• **WHAT THE EXERCISE ASKS**:
Type out the lines below exactly, pictures excluded.

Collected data
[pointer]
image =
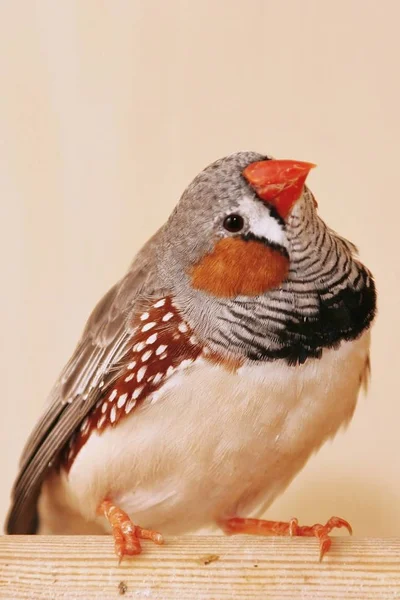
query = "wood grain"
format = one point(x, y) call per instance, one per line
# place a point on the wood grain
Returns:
point(199, 568)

• **ANSWER AREA**:
[pointer]
image =
query = "wood grain"
format = one point(x, y) call per instance, one per line
# place a point on the wood grain
Returns:
point(199, 568)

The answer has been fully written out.